┌─ Supplied records

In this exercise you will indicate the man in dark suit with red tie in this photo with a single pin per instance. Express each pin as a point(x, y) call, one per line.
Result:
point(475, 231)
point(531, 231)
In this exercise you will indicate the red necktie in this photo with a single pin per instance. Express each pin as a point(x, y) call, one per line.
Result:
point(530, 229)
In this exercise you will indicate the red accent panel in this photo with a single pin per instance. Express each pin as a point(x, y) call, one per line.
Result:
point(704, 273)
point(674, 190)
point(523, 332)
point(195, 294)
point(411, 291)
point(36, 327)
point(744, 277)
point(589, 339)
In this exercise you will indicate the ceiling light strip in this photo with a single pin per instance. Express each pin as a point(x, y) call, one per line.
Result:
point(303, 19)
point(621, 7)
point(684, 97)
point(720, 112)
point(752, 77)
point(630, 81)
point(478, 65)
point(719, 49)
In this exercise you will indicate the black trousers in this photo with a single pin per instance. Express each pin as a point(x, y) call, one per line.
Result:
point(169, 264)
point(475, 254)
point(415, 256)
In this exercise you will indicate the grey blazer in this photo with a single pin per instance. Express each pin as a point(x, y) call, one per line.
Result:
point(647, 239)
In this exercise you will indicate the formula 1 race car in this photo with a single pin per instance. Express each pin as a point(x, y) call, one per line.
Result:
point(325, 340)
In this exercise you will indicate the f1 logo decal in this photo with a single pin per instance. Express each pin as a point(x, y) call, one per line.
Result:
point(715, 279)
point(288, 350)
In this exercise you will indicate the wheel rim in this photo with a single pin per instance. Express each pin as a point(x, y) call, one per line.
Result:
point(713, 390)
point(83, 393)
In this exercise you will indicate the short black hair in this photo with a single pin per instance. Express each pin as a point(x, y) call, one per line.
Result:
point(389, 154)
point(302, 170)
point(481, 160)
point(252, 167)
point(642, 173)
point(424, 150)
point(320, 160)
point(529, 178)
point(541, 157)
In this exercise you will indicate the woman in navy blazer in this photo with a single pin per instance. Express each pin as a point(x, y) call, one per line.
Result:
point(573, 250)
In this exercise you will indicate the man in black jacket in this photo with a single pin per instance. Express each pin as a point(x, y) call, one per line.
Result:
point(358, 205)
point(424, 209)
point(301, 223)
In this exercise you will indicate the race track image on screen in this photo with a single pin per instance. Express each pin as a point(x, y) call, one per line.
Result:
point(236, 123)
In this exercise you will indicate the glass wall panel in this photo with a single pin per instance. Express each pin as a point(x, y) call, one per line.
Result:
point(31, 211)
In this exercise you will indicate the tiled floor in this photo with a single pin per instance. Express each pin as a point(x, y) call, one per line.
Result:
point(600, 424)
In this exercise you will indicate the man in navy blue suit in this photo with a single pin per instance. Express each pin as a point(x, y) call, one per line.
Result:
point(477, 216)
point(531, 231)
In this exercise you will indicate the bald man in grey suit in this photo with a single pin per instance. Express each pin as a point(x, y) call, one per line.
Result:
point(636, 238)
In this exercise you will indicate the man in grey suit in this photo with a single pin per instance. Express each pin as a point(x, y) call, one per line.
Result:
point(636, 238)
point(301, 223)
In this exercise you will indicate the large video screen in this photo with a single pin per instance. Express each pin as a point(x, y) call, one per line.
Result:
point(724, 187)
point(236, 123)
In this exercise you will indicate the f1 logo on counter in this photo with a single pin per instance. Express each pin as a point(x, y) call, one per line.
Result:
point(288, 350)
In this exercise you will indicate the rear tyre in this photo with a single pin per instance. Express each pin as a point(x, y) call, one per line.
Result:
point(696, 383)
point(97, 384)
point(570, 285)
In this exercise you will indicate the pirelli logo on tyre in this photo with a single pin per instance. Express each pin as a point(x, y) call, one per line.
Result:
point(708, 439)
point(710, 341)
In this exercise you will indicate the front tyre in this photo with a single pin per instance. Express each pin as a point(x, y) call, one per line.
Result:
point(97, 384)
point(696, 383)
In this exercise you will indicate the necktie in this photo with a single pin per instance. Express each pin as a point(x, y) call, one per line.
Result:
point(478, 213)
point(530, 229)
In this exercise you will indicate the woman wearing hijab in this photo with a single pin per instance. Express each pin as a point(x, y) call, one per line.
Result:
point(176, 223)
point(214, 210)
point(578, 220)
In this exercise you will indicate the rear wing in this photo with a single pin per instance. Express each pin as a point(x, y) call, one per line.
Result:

└─

**Exercise description**
Switch "pin" to "marker" in the records from the line with "In this exercise you will indicate the red accent" up to and including the line with "point(719, 49)", leaving everything else unchanged. Give back only those lines.

**Solved exercise**
In this exercise you will indicate the red accent panel in this photo with a single marker per instance. Express each marker as a point(x, y) call, one per line.
Result:
point(704, 273)
point(674, 190)
point(523, 332)
point(195, 294)
point(411, 291)
point(36, 327)
point(744, 277)
point(589, 339)
In this exercise you will indicate the ceiling light strip in this photo with a single marker per instance. Express each marker as a point(x, y) call, one per line.
Result:
point(303, 19)
point(621, 7)
point(684, 97)
point(720, 112)
point(752, 77)
point(630, 81)
point(478, 65)
point(719, 49)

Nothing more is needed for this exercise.